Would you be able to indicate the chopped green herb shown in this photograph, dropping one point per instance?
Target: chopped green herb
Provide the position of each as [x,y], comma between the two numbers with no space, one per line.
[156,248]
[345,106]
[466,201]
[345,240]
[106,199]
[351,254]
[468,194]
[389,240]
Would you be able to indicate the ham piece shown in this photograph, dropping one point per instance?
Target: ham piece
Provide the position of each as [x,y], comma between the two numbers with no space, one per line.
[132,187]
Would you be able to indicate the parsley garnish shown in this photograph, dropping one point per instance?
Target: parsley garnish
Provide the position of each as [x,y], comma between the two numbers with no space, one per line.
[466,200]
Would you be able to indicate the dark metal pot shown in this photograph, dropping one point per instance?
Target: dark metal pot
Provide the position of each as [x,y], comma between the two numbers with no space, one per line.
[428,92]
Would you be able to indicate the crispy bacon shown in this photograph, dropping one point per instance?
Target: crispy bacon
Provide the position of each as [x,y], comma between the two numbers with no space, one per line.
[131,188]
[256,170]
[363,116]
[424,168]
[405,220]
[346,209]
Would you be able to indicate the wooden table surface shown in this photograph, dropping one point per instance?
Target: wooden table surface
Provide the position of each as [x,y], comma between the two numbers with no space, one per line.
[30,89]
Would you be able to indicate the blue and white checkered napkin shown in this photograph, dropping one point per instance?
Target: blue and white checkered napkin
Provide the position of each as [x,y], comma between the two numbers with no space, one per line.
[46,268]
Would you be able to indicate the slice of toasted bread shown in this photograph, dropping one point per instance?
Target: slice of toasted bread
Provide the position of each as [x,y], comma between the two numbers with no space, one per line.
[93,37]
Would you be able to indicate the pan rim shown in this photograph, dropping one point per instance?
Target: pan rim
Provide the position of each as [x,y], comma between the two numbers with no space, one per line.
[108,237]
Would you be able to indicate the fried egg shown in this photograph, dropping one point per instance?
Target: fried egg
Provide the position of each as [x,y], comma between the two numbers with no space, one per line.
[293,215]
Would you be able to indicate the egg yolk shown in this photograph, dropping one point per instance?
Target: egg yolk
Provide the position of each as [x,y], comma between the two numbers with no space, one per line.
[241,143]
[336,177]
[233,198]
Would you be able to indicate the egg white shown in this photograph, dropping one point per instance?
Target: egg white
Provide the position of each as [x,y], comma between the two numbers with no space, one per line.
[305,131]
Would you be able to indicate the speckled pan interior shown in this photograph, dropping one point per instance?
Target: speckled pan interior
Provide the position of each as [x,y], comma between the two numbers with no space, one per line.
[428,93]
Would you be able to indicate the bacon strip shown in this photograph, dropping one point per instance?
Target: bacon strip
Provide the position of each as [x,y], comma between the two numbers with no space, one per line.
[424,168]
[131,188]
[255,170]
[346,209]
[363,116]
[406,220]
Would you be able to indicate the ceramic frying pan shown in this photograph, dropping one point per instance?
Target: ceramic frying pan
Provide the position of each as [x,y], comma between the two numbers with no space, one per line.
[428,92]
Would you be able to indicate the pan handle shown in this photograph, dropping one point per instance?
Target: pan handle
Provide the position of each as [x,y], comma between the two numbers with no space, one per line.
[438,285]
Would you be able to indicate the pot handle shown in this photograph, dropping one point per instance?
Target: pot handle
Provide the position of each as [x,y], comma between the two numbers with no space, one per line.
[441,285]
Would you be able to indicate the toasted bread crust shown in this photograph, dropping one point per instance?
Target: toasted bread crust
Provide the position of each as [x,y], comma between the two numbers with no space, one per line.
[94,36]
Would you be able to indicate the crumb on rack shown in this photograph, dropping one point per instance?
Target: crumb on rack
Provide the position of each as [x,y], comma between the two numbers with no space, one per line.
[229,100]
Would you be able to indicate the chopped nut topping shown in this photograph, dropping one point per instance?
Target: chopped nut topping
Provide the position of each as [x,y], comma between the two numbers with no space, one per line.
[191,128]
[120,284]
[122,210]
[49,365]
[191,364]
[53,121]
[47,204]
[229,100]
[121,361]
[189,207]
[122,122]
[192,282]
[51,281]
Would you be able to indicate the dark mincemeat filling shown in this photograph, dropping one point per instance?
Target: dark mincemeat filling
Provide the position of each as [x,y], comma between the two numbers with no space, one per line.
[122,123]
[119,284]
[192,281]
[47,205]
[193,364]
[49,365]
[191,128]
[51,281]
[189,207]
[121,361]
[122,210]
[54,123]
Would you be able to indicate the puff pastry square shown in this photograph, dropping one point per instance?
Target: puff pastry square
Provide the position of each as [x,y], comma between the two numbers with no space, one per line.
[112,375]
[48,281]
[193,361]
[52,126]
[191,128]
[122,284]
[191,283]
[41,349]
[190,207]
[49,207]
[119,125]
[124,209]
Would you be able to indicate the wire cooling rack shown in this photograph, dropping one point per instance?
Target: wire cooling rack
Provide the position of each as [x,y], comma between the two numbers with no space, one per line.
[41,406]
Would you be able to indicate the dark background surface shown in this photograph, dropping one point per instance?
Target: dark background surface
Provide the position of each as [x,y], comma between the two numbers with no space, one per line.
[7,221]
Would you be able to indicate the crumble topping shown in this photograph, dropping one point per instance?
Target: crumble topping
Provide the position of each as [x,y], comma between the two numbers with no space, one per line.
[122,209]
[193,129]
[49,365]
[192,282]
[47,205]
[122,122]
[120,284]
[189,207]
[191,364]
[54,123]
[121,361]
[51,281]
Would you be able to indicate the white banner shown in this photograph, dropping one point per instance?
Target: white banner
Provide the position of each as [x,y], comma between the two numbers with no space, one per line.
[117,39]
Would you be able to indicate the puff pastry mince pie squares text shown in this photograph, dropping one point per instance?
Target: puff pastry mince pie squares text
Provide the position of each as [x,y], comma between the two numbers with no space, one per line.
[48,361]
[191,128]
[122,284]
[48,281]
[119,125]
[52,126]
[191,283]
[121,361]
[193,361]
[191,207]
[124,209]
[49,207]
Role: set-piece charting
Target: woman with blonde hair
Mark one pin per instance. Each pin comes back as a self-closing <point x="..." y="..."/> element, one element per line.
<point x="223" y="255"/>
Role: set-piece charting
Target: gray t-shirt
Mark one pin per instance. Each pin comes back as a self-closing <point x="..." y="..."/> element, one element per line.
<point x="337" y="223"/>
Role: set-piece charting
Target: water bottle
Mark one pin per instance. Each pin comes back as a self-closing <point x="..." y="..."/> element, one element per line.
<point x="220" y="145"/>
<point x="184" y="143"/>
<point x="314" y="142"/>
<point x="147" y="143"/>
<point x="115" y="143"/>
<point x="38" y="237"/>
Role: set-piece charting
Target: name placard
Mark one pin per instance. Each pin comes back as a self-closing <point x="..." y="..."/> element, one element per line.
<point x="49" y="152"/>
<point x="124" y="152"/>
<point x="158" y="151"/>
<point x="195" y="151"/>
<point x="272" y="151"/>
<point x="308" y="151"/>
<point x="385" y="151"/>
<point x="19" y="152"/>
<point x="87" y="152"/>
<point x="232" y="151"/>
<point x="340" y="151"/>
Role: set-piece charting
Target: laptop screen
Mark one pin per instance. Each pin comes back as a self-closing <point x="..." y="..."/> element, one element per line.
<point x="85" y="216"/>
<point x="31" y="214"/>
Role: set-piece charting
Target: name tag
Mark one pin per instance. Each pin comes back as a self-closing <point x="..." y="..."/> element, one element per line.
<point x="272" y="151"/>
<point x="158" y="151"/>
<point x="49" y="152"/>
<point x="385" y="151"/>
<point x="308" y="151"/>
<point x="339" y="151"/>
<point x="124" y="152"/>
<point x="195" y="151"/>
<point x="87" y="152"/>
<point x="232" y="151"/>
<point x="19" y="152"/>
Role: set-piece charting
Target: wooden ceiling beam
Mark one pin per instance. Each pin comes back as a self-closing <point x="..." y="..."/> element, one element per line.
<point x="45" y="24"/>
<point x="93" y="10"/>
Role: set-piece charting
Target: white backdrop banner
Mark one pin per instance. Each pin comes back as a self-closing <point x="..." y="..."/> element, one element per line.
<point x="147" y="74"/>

*Given instruction*
How many lines of the records contain the word "herb"? Case counts; give only the number.

*Answer to this task*
2